And death for his ambition

Ahmed Shafee
Published : 14 August 2012, 12:34 PM
Updated : 14 August 2012, 12:34 PM

On a picoscale I am part of history. I was the first person to voluntarily visit Dhanmondi Road No 32 on15th August 1975.

During the General Elections of 1954, the United Front made a clean sweep in East Pakistan, conceding the ruling Muslim League only 10 seats. Among the new faces in the provincial parliament was a young fiery orator named Sheikh Mujibur Rahman, a disciple since their Kolkata days of Hossain Shahid Suhrawardy, the leader of Awami Muslim League. There was also a former bureaucrat turned journalist who had no regular job after his newspaper had been shut down by the Muslim League government a week before 21st February 1952. He belonged to the Krishak Shramik League led by Sher-e-Bangla A.K. Fazlul Huq, because he too had known the former Chief Minister of Bengal since they both lived in the Park Circus Area of Kolkata. Awami League was the majority party in the coalition, and bagged most of the ministries, including one for the former student leader. The other person regained his editorship after the ban on his paper was lifted. When Dhanmondi Residential Area was being developed, both of them received plots from the government on the same road, within a stone's throw. The minister constructed a small house soon after the allotment, the editor had to wait seven years, but frequently used the free phone offered by the (then ex-) Minister whenever he went to check the construction of his tinier house. They did not have the same philosophy, the same politics, the same education, or the same charisma, but had mutual respect for each other. They visited each other's house occasionally for a chat.

The student leader of Kolkata eventually became the undisputed leader of Awami League after the death of Suhrawardy and kept pressing for the demands of East Pakistan in public meetings, news conferences, and meetings with the army in power. The Editor wrote editorials and columns on similar points for a gradually emerging class of English reading Bengalis. Both were imprisoned at various times, the former actually spending a large part of his youth in jail. In 1970 the Awami leader won virtually all the seats of East Pakistan in the general elections of 1970, right after the devastating storm and tsunami, where the Pakistani army played an inactive role and alienated the people of the province. The army dilly-dallied in handing over power, creating mass discontent in the province. Then came the irreversible plan spelled out in the speech of the 7th March 1971. The holder of majority seats was imprisoned and taken to West Pakistan, never to be seen again until January 1972. The Editor had to stay in Dhaka with his big family and edit a controlled newspaper, though one of his sons-in-law escaped and managed to publish a full front page news feature on "Pogroms in Pakistan" in the Sunday Times, that wakened up the world as much as Anthony Mascarenhas' writing as to what was going on in East Pakistan. The Editor was threatened by the army for familial sedition, and his name was included in the hit list made by the killer squads, though the sentence was never carried out.

In January 1972, the President of the new Republic came back. The Editor wrote an editorial entitled "the Supreme Test", where he advised a new election appropriate for a new country. This was misinterpreted by sycophants who deified their leader and offered him power for life. Unaccustomed to ruling a country in a democratic atmosphere, the President forced the Editor to resign from a position he had held since 1949. Sheikh Mujib was advised by a strong left-wing pro-Russian gang who determined all policies of the new nation, reducing him to almost a figurehead. Then came the grand idea of BAKSAL, a one-party system, as in Russia. The KS in the name was for Krishak Shramik, the name of Sher-e-Bangla's now defunct party. Mujib, whose magnanimity has never been questioned, did indeed want to be everybody's leader, not only of the Awami Leaguers', some of whom had irritated him by stealing relief goods and by showing a weakness for all kinds of petty and serious vices. But he also liked the prospect of a tension-free life-time tenure.

(Pointing and labeling entries)
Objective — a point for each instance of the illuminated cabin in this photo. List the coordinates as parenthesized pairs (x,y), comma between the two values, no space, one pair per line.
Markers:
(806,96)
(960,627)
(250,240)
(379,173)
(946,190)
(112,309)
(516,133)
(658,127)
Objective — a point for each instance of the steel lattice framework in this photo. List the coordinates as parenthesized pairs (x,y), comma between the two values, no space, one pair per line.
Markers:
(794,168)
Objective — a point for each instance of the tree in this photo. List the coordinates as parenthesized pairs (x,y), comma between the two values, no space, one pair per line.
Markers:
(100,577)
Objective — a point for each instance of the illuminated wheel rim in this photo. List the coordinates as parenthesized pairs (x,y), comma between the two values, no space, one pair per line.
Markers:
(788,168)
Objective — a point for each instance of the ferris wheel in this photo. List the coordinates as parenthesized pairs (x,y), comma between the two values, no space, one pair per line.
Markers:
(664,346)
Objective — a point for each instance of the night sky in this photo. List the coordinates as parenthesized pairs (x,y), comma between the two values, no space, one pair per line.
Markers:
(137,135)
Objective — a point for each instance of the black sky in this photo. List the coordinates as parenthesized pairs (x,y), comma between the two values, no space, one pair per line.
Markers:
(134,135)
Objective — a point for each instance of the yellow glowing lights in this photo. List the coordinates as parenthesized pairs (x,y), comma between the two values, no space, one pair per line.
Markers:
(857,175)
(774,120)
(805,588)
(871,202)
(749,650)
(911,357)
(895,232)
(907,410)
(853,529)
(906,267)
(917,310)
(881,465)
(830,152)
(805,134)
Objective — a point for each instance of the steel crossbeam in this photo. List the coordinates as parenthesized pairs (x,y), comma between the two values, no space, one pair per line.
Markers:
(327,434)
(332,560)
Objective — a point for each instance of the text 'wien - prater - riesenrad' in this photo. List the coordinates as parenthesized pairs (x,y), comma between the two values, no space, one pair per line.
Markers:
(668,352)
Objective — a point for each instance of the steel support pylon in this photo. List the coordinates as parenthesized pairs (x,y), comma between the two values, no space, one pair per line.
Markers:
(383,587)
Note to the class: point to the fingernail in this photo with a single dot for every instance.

> **Challenge 1**
Restate word for word the part of the article above the entries, starting with "Ahmed Shafee" and going on through "on15th August 1975.".
> **Challenge 2**
List every person named in the body of the article above the entries, leaving out the byline.

> **Task solution 1**
Ahmed Shafee
Published : 14 August 2012, 12:34 PM
Updated : 14 August 2012, 12:34 PM

On a picoscale I am part of history. I was the first person to voluntarily visit Dhanmondi Road No 32 on15th August 1975.

> **Task solution 2**
Sheikh Mujibur Rahman
Hossain Shahid Suhrawardy
Sher-e-Bangla A.K. Fazlul Huq
Anthony Mascarenhas